(Items from a dataset)
═══

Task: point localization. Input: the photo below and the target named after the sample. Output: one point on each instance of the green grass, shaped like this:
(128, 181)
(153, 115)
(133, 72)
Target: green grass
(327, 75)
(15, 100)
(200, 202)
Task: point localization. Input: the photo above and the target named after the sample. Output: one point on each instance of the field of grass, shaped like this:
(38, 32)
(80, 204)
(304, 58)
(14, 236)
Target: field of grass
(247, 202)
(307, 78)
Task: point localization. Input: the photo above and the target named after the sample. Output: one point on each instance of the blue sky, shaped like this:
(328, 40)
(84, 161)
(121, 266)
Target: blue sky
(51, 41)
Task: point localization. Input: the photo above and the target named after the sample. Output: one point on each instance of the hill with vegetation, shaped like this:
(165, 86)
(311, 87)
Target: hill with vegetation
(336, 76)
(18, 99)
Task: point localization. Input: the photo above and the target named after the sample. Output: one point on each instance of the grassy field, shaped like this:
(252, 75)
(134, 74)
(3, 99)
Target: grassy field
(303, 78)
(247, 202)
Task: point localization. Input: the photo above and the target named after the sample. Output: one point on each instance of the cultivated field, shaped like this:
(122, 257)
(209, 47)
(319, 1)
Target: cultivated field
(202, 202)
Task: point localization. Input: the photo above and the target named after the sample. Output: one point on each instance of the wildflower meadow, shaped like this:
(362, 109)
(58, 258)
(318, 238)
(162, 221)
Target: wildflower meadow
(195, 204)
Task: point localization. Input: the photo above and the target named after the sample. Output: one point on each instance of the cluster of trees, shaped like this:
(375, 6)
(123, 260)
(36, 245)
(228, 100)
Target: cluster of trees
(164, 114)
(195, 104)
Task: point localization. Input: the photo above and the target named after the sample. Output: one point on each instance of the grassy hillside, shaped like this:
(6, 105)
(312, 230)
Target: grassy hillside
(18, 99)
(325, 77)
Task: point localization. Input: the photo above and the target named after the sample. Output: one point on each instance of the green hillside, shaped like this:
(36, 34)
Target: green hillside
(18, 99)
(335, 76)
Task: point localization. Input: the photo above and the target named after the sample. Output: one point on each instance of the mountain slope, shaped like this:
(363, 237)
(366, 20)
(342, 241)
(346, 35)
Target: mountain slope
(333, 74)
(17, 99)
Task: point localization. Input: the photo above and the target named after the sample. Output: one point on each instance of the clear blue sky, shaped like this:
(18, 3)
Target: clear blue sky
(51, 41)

═══

> [Task item]:
Extract each entry in full and write it down exactly.

> [The completed task]:
Task: point localization. Input: the photo below and the target named after the sample. Output: one point on each instance of the green grass, shaped like this:
(128, 181)
(153, 115)
(133, 72)
Target: green grass
(327, 75)
(15, 100)
(200, 202)
Task: point localization. Input: the photo above and the target named after the sample. Output: one point on each instance of the field of grass, shaped like this:
(38, 32)
(80, 204)
(304, 58)
(14, 236)
Target: field of grass
(247, 202)
(307, 78)
Task: point localization. Input: the photo above and the target named after the sample. Output: one point on each instance of the blue sky, shaped like this:
(328, 40)
(84, 161)
(121, 266)
Target: blue sky
(51, 41)
Task: point localization. Input: the photo above and the target named after the sample. Output: one point on each instance of the hill with vegetation, shaped like this:
(165, 86)
(311, 87)
Target: hill with vegetation
(336, 76)
(18, 99)
Task: point localization. Input: the photo above and the target named after the sample. Output: one point on each instance of the grassy field, shaped like this:
(252, 75)
(134, 74)
(3, 99)
Target: grassy field
(303, 78)
(247, 202)
Task: point localization. Input: the photo above and the target named after the sample. Output: one point on each instance of the cultivated field, shaped like this:
(122, 257)
(209, 47)
(319, 1)
Target: cultivated field
(202, 202)
Task: point localization. Input: the photo above and the target named after the sample. Output: one point on each instance of the wildflower meadow, shaped like this:
(362, 109)
(58, 258)
(318, 238)
(162, 221)
Target: wildflower meadow
(195, 204)
Task: point localization. Input: the photo above and the target named after the sample. Output: one point on each instance of the cluster of trees, shaped like this:
(375, 6)
(123, 260)
(36, 245)
(228, 100)
Target: cluster of trees
(164, 114)
(195, 104)
Task: point localization. Input: the photo above and the target named after the sample. Output: one point on each instance of the grassy hillside, shaped like this:
(6, 105)
(312, 230)
Target: grassy hillside
(18, 99)
(325, 77)
Task: point localization. Input: the photo above and the target named after the sample. Output: one point on each instance of the green hillside, shaped like this:
(36, 34)
Target: green hillside
(18, 99)
(335, 76)
Task: point localization. Input: the photo above and the target named after the sample. Output: one point on each instance of the mountain slope, shaped like this:
(363, 237)
(366, 20)
(342, 241)
(346, 35)
Target: mountain slope
(333, 74)
(17, 99)
Task: point localization. Input: the photo above and the target named after the sample. Output: one point on each instance of the clear blue sky, shaped like this:
(18, 3)
Target: clear blue sky
(51, 41)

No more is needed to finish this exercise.